(TASKS AND EXERCISES)
1. In the forum thread about starting over after a marriage ends, which two websites does bobert recommend for meeting new people?
2. From the forum thread about starting over after a marriage ends, copy everything from "I started doing" down to "enjoy being single.".

(READING PASSAGE)
'''

# Buidling A Plan to Starting Over



## lonelywolf (Mar 2, 2020)

Hello. I believe my marriage has reached its end and I'm looking for advice about starting over. During this marriage I feel like I've lost myself and not sure who I am anymore or feel like I've lost most of myself. I want to move away from this state as I'm not from here and have no family/friends/connections here but, uncertain where would be a good fit. I don't have any savings as I have been carrying the financial weight on my shoulders and uncertain if I will get half of the value of the home or what I will get to keep. The other things I should mention is that I'm disabled and have been out of work for three years. I get some disability for now but, in most areas what I make isn't enough and I'm still trying to fight for more disability. With everything going on I'm not sure where I should start or how to go about it? I'm just wondering if anyone has been in my shoes and where I should start or what good advice you have? Thank you in advance.


----------



## TomNebraska (Jun 14, 2016)

Sounds like you don't have kids tying you to your ex (since you're considering moving away) so thank your lucky stars for that.

When I found myself single again, like you I was also broke, as the divorce wiped out my savings, and living in an area where I didn't have any close friends or family. 

I can't move away, as my daughter is here, and I'm committed to remaining a part of her life. 

I looked at what I wanted to do that I hadn't had time and space to do because of my marriage.

I started taking sailing lessons, reading more, and exercising more. 

I like to drink, so I'd hit the bars and what not, but quickly dialed that back, because: 1) I really didn't have drinking buddies around anymore (all my local acquaintances were married and their wives didn't want them partying with the newly single guy), and 2) it's obviously not a healthy outlet for spending one's time.

I started doing OLD to meet someone, or at least have dates to go on to give me a social outlet. That was fun. I tried not to take it too seriously, but figured if I met someone solid, I would pursue it, and if not, I'd just enjoy being single.

my advice is to spend some time thinking about what you want to do with your life, what would make you happy, and take up a cheap hobby or two, to relax yourself, as you rebuild your finances so you can pursue your later-life's goals, whatever they may be


----------



## bobert (Nov 22, 2018)

lonelywolf said:


> Hello. I believe my marriage has reached its end and I'm looking for advice about starting over. During this marriage I feel like I've lost myself and not sure who I am anymore or feel like I've lost most of myself. I want to move away from this state as I'm not from here and have no family/friends/connections here but, uncertain where would be a good fit. I don't have any savings as I have been carrying the financial weight on my shoulders and uncertain if I will get half of the value of the home or what I will get to keep. The other things I should mention is that I'm disabled and have been out of work for three years. I get some disability for now but, in most areas what I make isn't enough and I'm still trying to fight for more disability. With everything going on I'm not sure where I should start or how to go about it? I'm just wondering if anyone has been in my shoes and where I should start or what good advice you have? Thank you in advance.


Try websites like Meetup or VolunteerMatch. Both are websites that can help you find things you are interested in and meet new people with similar interests. Many of the groups and opportunities are virtual so you should be able to find something that fits in with your comfort level. It's a good way to meet people that you will get along with.

As for wanting to move away but being unsure where to go, can you try narrowing it down? Is there a certain climate you prefer or that are better for your disability? Also, some areas are far more expensive than others so that is a factor as well. Do you have friends and family anywhere? That could be a factor. Is there anywhere you traveled that you loved? Etc.


----------

'''

(DATASET EXTRACT)
'''

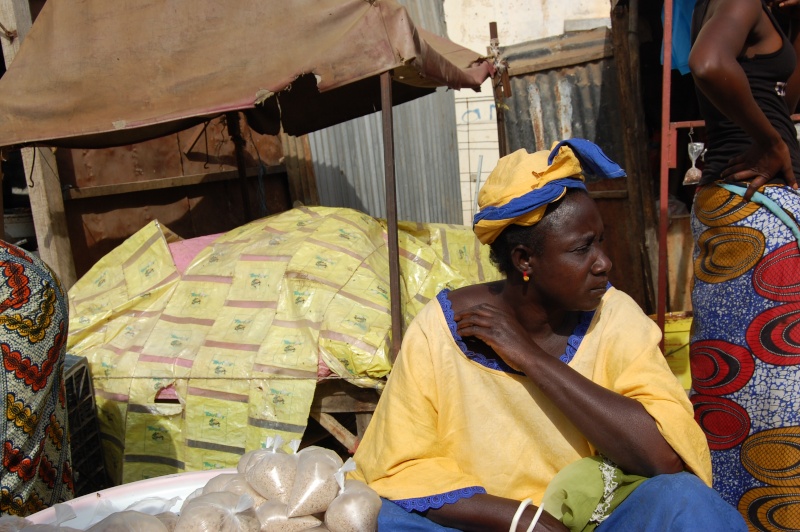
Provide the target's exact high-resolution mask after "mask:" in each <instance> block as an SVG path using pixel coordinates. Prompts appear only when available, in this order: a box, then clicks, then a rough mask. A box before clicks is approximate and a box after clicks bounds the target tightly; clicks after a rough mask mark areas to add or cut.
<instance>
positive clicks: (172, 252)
mask: <svg viewBox="0 0 800 532" xmlns="http://www.w3.org/2000/svg"><path fill="white" fill-rule="evenodd" d="M222 234H223V233H217V234H216V235H206V236H198V237H197V238H190V239H188V240H180V241H178V242H173V243H171V244H169V251H170V253H172V260H173V261H175V267H176V268H178V271H179V272H180V273H181V274H183V272H185V271H186V268H187V267H188V266H189V264H191V263H192V260H194V258H195V257H196V256H197V254H198V253H200V252H201V251H202V250H203V249H205V248H207V247H208V246H209V245H211V243H212V242H213V241H214V240H216V239H217V237H219V236H220V235H222Z"/></svg>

'''

(RESPONSES BY ITEM NUMBER)
1. Meetup and VolunteerMatch.

2.
I started doing OLD to meet someone, or at least have dates to go on to give me a social outlet. That was fun. I tried not to take it too seriously, but figured if I met someone solid, I would pursue it, and if not, I'd just enjoy being single.